Rewrite the lines of the records below as a numbered list without the blank lines, and leave the pictures out of your answer.
•••••
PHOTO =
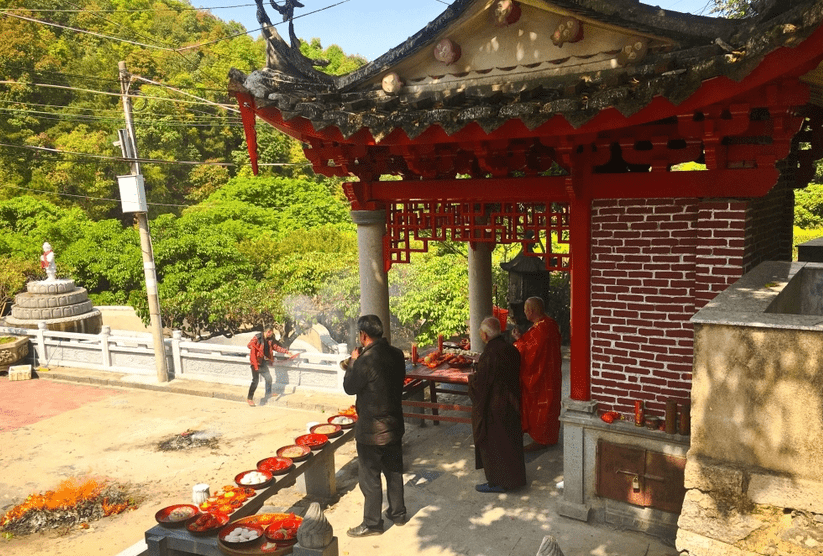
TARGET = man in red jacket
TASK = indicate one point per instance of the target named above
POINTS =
(261, 352)
(540, 376)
•••••
**Result of the exercise:**
1. PHOTO =
2. TARGET = man in red jacket
3. TASK = indicate one point per instance of the target named above
4. POINTS =
5. (261, 352)
6. (540, 376)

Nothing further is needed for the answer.